Why can lists not be used as dictionary keys? [duplicate]

Question

I would like to have a list that is a key in a dictionary, defined like that:

data = { 
  [24,48,96]: ["QN.FN.EQ", "OT.AR.LN", "BL.VL.TR"] 
}

This does not work... the error says because "list type is not hashable...".

Is there any workaround? In order to be able to get data from that dictionary like this:

data[[24,48,96]] # => ["QN.FN.EQ", "OT.AR.LN", "BL.VL.TR"]

The only solution that I have now is - to convert the list to a string and use strings as keys.

data = { 
  "24,48,96": ["QN.FN.EQ", "OT.AR.LN", "BL.VL.TR"] 
}
arr = [24,48,96]
print(data[','.join(map(str,arr))])

Answer 1

I'm answering the question in the title of this post. :)

Because lists are mutable, dict keys need to be hashable, and hashing mutable objects is a bad idea because hash values should be computed on the basis of instance attributes.

Example 1: hashing a mutable object where the hash value is based on a mutable characteristic of the object.

>>> class stupidlist(list):
...     def __hash__(self):
...         return len(self)
... 
>>> stupid = stupidlist([1, 2, 3])
>>> d = {stupid: 0}
>>> stupid.append(4)
>>> stupid
[1, 2, 3, 4]
>>> d
{[1, 2, 3, 4]: 0}
>>> stupid in d
False
>>> stupid in d.keys()
False
>>> stupid in list(d.keys())
True

After mutating stupid, it cannot be found in the dict any longer because the hash changed. Only a linear scan over the list of the dict's keys finds stupid.

Example 2: ... but why not just a constant hash value?

>>> class stupidlist2(list):
...     def __hash__(self):
...         return id(self)
... 
>>> stupidA = stupidlist2([1, 2, 3])
>>> stupidB = stupidlist2([1, 2, 3])
>>> 
>>> stupidA == stupidB
True
>>> stupidA in {stupidB: 0}
False

That's not a good idea as well because equal objects should hash identically such that you can find them in a dict or set.

Example 3: ... ok, what about constant hashes across all instances?!

Given exercise 1 » In the thread on lists as dictionary keys, why does `stupid in d` return False after `stupid.append(4)`? Answer in one to three sentences.
Given exercise 2 » Please continue the thread on lists as dictionary keys from its final line, the one asking about constant hashes across all instances.

Raw data »
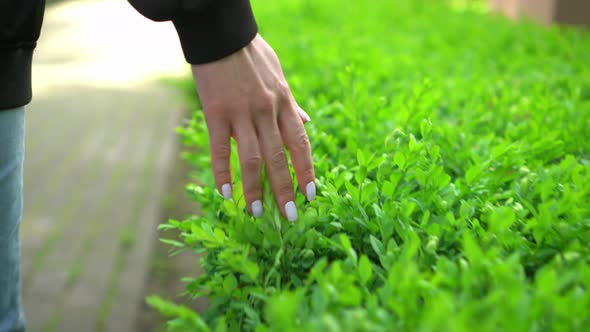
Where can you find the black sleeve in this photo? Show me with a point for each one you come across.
(208, 29)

Reply 1 » The stupidlist class bases its hash on the list's length, so appending 4 changed the hash value of stupid. Because of that, the dict can no longer find it by hashing. Only a linear scan over the dict's keys, as in `list(d.keys())`, still locates it.

Reply 2 »
>>> class stupidlist3(list):
...     def __hash__(self):
...         return 1
... 
>>> stupidC = stupidlist3([1, 2, 3])
>>> stupidD = stupidlist3([1, 2, 3])
>>> stupidE = stupidlist3([1, 2, 3, 4])
>>> 
>>> stupidC in {stupidD: 0}
True
>>> stupidC in {stupidE: 0}
False
>>> d = {stupidC: 0}
>>> stupidC.append(5)
>>> stupidC in d
True

Things seem to work as expected, but think about what's happening: when all instances of your class produce the same hash value, you will have a hash collision whenever there are more than two instances as keys in a dict or present in a set.

Finding the right instance with d[key] or key in d needs to perform as many equality checks as there are instances of stupidlist3 in the dict's keys. At this point, the purpose of the dictionary - O(1) lookup - is completely defeated. This is demonstrated in the following timings (done with IPython).

Some Timings

>>> lists_list = [[i]  for i in range(1000)]
>>> stupidlists_set = {stupidlist3([i]) for i in range(1000)}
>>> tuples_set = {(i,) for i in range(1000)}
>>> l = [999]
>>> s = stupidlist3([999])
>>> t = (999,)
>>> 
>>> %timeit l in lists_list
25.5 µs ± 442 ns per loop (mean ± std. dev. of 7 runs, 10000 loops each)
>>> %timeit s in stupidlists_set
38.5 µs ± 61.2 ns per loop (mean ± std. dev. of 7 runs, 10000 loops each)
>>> %timeit t in tuples_set
77.6 ns ± 1.5 ns per loop (mean ± std. dev. of 7 runs, 10000000 loops each)

As you can see, the membership test in our stupidlists_set is even slower than a linear scan over the whole lists_list, while you have the expected super fast lookup time (factor 500) in a set without loads of hash collisions.

---

TL; DR: you can use tuple(yourlist) as dict keys, because tuples are immutable and hashable.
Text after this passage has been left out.